----- Task material -----

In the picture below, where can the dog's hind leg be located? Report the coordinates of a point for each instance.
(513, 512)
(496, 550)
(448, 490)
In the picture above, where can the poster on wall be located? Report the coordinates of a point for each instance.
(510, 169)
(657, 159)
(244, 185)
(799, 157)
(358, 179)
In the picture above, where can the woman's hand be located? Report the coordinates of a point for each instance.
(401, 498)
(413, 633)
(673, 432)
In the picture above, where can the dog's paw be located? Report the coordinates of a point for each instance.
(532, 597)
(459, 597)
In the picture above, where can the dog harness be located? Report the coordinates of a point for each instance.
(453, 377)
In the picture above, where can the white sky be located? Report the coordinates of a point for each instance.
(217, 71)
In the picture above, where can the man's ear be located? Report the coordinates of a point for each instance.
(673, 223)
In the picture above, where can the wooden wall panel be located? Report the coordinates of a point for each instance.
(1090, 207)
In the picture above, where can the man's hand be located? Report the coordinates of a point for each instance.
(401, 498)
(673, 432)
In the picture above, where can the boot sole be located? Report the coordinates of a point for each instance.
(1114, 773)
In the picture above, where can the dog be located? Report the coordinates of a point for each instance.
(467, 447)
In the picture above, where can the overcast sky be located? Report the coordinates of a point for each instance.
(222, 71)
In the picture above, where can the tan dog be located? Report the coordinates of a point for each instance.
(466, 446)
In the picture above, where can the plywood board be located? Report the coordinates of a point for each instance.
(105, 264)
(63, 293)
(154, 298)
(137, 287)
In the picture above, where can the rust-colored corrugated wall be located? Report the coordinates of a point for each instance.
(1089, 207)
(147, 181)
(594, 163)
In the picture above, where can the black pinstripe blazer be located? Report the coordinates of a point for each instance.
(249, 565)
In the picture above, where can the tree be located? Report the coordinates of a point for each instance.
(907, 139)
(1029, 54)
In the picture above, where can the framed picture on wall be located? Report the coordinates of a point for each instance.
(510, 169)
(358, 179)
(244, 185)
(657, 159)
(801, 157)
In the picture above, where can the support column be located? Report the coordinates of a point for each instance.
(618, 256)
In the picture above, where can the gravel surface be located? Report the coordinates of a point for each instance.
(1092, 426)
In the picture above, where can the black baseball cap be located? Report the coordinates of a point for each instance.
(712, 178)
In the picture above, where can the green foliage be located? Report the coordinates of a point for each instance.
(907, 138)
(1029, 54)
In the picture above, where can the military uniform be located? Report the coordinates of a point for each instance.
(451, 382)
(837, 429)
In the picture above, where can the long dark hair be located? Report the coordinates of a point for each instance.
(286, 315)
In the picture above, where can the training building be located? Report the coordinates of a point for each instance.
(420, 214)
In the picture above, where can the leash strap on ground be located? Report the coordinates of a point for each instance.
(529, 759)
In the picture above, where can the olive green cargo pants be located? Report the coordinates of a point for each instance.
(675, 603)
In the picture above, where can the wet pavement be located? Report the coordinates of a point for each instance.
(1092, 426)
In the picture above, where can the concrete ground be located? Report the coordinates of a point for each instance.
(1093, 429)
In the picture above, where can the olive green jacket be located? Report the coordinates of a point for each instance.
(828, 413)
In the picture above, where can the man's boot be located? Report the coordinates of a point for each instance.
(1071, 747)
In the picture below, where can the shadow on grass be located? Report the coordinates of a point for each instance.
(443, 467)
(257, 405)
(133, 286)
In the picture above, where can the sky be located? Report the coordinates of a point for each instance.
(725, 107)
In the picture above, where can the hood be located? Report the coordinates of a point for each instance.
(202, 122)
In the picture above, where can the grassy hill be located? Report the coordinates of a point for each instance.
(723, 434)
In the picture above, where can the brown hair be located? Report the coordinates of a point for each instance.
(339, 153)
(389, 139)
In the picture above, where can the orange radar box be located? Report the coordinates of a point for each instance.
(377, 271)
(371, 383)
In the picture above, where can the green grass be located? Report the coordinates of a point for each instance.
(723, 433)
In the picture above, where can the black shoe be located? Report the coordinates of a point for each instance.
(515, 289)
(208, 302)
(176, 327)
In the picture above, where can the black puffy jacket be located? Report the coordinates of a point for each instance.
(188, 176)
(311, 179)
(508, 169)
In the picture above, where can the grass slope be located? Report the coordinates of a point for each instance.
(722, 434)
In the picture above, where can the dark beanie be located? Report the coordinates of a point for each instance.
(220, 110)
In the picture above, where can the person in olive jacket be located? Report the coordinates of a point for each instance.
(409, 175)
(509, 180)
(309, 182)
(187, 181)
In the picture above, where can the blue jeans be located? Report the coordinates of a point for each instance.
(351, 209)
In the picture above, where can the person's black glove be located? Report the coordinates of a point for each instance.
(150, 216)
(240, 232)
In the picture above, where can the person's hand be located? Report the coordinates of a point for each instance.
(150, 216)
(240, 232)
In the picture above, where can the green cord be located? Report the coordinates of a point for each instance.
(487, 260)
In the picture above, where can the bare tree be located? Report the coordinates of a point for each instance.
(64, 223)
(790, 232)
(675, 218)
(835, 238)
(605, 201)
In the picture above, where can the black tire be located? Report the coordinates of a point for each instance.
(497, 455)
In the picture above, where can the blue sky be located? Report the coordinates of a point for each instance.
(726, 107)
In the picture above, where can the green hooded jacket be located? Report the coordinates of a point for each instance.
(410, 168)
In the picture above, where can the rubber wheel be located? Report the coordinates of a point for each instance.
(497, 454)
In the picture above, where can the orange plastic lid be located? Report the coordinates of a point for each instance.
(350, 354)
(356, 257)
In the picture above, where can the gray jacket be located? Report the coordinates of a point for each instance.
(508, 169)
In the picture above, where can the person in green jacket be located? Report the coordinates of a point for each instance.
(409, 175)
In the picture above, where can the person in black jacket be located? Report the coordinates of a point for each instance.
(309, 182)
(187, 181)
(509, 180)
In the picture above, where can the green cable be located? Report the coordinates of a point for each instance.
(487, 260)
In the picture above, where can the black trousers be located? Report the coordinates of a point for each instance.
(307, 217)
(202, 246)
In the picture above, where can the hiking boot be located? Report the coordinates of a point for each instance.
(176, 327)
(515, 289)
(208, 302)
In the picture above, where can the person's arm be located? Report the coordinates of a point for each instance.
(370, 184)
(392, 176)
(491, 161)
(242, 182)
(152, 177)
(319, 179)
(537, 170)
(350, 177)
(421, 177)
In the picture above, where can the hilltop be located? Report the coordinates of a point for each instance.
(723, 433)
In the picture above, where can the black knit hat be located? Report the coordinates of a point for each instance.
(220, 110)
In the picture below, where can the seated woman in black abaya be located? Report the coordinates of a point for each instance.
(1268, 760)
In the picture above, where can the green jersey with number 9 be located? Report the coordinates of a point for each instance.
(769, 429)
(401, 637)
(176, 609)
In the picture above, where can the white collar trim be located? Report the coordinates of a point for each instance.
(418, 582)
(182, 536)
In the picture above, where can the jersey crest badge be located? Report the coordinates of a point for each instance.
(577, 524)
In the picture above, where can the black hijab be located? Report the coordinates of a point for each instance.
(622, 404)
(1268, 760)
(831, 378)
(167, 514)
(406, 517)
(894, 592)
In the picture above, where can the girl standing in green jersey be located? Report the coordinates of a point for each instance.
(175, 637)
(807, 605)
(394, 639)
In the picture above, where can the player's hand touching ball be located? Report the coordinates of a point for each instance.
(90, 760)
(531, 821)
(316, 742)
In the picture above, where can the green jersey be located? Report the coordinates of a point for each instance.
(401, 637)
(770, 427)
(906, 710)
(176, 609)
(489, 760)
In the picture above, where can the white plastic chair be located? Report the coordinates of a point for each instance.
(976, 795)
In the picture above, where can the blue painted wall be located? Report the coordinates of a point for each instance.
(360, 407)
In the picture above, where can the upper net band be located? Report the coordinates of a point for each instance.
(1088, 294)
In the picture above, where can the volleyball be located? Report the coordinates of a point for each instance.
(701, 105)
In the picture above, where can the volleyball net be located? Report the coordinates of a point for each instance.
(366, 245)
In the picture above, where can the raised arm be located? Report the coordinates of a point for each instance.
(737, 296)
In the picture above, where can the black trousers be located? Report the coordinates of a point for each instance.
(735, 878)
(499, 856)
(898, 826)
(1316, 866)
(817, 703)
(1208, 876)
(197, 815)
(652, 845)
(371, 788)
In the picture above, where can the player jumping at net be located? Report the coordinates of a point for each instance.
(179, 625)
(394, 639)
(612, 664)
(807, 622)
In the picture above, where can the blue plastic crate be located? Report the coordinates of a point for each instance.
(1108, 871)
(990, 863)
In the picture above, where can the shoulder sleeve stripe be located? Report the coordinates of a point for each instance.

-----

The lines from the one containing "In the picture above, where can the volleyball net" through the last line of the material above are to be copied exactly, both ends included.

Result of this task:
In the picture above, where can the volleyball net be located? Report the coordinates of a point for each instance.
(366, 245)
In the picture above, where can the raised arm be located? Report the coordinates of a point for each instance.
(737, 296)
In the picture above, where can the black trousers be located? Report the coordinates of a point for each instance.
(735, 878)
(499, 856)
(898, 826)
(1316, 866)
(817, 703)
(1208, 876)
(197, 815)
(652, 845)
(371, 788)
In the picture above, where can the player jumping at net be located? Report the coordinates of a point for each instance.
(179, 625)
(394, 639)
(612, 664)
(807, 622)
In the picture above, where can the blue plastic crate be located? Report the coordinates of a point for each instance.
(1108, 871)
(990, 863)
In the picture above, where can the shoulder sleeve stripe be located? Report the coordinates of a point for each instance.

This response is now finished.